* WORK INSTRUCTIONS
Would you work out how many lines below include the word "every"? Only that number is wanted.

* Stored data entries
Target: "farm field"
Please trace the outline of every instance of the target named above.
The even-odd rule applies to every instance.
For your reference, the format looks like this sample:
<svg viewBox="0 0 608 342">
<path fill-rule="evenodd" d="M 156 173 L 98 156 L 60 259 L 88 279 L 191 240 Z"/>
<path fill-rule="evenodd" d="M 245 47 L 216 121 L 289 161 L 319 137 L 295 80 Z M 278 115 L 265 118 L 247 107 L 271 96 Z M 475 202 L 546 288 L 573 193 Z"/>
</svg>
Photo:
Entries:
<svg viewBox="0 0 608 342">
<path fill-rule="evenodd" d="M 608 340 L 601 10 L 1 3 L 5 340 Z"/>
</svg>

* ANSWER SPACE
2